### Texte:
+++

Est-ce à dire que si vous avez aimé Vivah, vous aimerez Ek Vivaah… aisa bhi ? C’est une autre histoire.
Justement, en parlant d’histoire… Chandni (Isha Koppikar) vit avec son père (Alok Nath), son petit frère et sa petite sœur. Ils ne sont pas spécialement riches (middle class) mais le père est méritant. Il élève seul et avec abnégation ses trois enfants depuis la mort de leur mère. Chandni a une passion : le chant classique.
Prem (Sonu Sood) est plein aux as. Sa famille possède une entreprise et sa mère aimerait qu’il en prenne la direction. Mais lui veut faire de la musique (heureusement d’ailleurs, sinon, il n’y aurait pas de film).
Lors d’un concours de chant et de musique, ils se rencontrent (que c’est beau le hasard !). C’est le coup de foudre. Enfin surtout pour lui, car pour elle, c’est coup de foudre qui prend son temps.
Ils décident de se marier.
La veille du mariage, le père de Chandni meurt. Plus question de mariage car elle décide de reprendre le flambeau et de ne se marier que lorsque son frère et sa sœur le seront eux-mêmes. Pour vivre, elle ouvre une école de chant.
L’attente de Chandni et Prem va durer 12 ans.
Comme vous pouvez le constater, une histoire d’une complexité sidérante.

Et pourtant, Ek Vivaah… aisa bhi est un film envoûtant… à condition qu’on soit sensible à ce style si caractéristique du clan Barjatya : musique omniprésente, personnages sirupeux gavés de bons sentiments, regards par en dessous, sourires timides ou complices, gros plans langoureux, émotions et événements tragiques. Bref, du gulab jamoun cinématographique servant de rehausseur de goût à une histoire on ne peut plus linéaire et plutôt banale. Une recette éprouvée depuis longtemps avec comme figure emblématique le super blockbuster Hum Aapke Hain Kaun (4° meilleur score de tous les temps au box-office indien).
A chaque film des productions Rajshri, resurgit le même sujet de controverse : la vision proposée de la société indienne. Invariablement, cette vision en énerve certains. Et ce n’est pas ce film qui va arranger les choses. Ici, pas de dérapage, pas de transgression. L’homme a des devoirs, la femme a des devoirs. Ils les accomplissent quel qu’en soit le prix. C’est ainsi que Chandni va élever son frère et sa sœur et consacrer sans hésiter 12 ans de sa vie pour cela. Et ce n’est pas réellement un sacrifice à ses yeux puisque c’est son devoir. On ne peut pas faire trame plus classique. C’est le fond de commerce du clan Barjatya : les valeurs éternelles de l’Inde et le respect des règles et des devoirs. L’Inde moderne et l’influence de l’Occident n’apparaissent que dans les belles voitures, les appartements de luxe et les domestiques, jamais dans une quelconque rupture avec les valeurs traditionnelles.

+++

### Liste fournie:
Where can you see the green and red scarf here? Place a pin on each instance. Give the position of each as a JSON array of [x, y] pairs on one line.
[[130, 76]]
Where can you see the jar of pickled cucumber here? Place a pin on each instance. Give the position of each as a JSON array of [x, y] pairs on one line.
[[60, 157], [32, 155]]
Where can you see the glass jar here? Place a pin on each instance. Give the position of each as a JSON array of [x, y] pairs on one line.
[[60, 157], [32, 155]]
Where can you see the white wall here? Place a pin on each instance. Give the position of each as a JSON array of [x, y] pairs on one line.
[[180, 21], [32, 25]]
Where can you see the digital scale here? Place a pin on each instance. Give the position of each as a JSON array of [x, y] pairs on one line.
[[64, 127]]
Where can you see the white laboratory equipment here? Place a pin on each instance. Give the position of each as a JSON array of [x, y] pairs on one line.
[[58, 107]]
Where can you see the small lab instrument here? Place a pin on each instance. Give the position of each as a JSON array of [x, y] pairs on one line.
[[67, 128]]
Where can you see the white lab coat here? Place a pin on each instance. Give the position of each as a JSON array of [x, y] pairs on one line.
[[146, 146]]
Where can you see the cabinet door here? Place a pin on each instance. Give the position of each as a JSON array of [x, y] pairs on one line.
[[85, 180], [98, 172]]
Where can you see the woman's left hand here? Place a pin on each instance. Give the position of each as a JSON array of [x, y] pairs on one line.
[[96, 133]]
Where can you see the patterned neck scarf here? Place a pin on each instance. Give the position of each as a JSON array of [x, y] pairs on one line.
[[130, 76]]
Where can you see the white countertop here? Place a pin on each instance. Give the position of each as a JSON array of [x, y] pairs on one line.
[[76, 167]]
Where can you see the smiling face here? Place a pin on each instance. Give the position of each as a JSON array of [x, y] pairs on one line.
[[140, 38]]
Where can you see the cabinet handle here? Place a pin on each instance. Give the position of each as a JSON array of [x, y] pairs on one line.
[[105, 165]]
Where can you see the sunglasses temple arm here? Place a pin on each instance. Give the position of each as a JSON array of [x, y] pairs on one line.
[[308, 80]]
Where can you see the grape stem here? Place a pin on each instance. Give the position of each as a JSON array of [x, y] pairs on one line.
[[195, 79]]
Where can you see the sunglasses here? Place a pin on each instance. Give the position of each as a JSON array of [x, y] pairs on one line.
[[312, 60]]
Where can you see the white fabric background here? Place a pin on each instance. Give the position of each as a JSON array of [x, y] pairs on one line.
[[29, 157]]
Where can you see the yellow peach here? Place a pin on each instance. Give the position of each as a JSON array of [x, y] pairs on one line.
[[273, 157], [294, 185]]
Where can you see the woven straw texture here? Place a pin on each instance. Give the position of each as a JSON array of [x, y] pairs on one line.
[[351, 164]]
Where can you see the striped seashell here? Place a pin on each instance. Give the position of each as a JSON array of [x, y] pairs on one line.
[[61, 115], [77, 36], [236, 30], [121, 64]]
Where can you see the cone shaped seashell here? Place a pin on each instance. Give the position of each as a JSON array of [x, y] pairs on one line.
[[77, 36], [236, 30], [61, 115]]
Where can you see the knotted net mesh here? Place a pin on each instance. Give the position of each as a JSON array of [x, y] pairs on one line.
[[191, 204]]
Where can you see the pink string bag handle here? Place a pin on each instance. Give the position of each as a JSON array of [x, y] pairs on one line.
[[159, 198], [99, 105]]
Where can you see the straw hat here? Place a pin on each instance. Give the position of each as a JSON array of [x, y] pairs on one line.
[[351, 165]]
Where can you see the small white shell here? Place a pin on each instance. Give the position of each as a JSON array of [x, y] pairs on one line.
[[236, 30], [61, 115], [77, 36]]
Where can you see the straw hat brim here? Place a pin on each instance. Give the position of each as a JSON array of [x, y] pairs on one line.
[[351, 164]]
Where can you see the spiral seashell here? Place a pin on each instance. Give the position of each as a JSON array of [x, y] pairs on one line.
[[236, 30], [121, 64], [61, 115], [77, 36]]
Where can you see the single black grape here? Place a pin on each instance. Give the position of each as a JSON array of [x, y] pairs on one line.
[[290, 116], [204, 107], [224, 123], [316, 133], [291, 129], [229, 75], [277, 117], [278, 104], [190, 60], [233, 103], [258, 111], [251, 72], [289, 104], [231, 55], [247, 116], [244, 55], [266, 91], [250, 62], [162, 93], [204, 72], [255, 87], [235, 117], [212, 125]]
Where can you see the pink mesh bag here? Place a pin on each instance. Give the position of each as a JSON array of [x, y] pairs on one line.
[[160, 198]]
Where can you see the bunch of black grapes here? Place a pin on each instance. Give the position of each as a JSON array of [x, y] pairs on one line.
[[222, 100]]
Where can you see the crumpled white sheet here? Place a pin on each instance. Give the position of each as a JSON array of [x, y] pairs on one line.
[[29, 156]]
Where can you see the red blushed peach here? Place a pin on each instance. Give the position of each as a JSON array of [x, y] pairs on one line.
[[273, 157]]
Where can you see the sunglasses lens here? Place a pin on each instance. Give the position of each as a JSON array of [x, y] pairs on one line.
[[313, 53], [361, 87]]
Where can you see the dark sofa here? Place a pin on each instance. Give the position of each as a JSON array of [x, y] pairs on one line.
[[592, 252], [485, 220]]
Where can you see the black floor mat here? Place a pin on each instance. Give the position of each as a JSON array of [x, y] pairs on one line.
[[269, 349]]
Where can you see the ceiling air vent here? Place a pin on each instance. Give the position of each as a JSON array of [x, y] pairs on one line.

+++

### À compléter:
(a) Réponds à ces questions sur le texte :
(i) Combien de temps dure l'attente de Chandni et Prem ?
(ii) Qu'est-ce que Chandni ouvre pour vivre ?
(iii) Quel film le texte présente-t-il comme la figure emblématique de la recette du clan Barjatya ?
(b) Remets à l'échelle tout ce qui va de la ligne de la liste contenant « Where can you see the pink mesh » jusqu'à celle contenant « [[269, 349]] », ces deux lignes comprises. Recopie chaque ligne en entier, mais multiplie par 2,4 chaque coordonnée des réponses et arrondis à l'entier, les demis vers le haut.

### Réponses attendues:
(a)
(i) 12 ans.
(ii) Une école de chant.
(iii) Hum Aapke Hain Kaun.

(b)
Where can you see the pink mesh bag here? Place a pin on each instance. Give the position of each as a JSON array of [x, y] pairs on one line.
[[384, 475]]
Where can you see the bunch of black grapes here? Place a pin on each instance. Give the position of each as a JSON array of [x, y] pairs on one line.
[[533, 240]]
Where can you see the crumpled white sheet here? Place a pin on each instance. Give the position of each as a JSON array of [x, y] pairs on one line.
[[70, 374]]
Where can you see the red blushed peach here? Place a pin on each instance. Give the position of each as a JSON array of [x, y] pairs on one line.
[[655, 377]]
Where can you see the sunglasses lens here? Place a pin on each instance. Give the position of each as a JSON array of [x, y] pairs on one line.
[[751, 127], [866, 209]]
Where can you see the dark sofa here? Place a pin on each instance. Give the position of each as a JSON array of [x, y] pairs on one line.
[[1421, 605], [1164, 528]]
Where can you see the black floor mat here? Place a pin on each instance. Give the position of each as a JSON array of [x, y] pairs on one line.
[[646, 838]]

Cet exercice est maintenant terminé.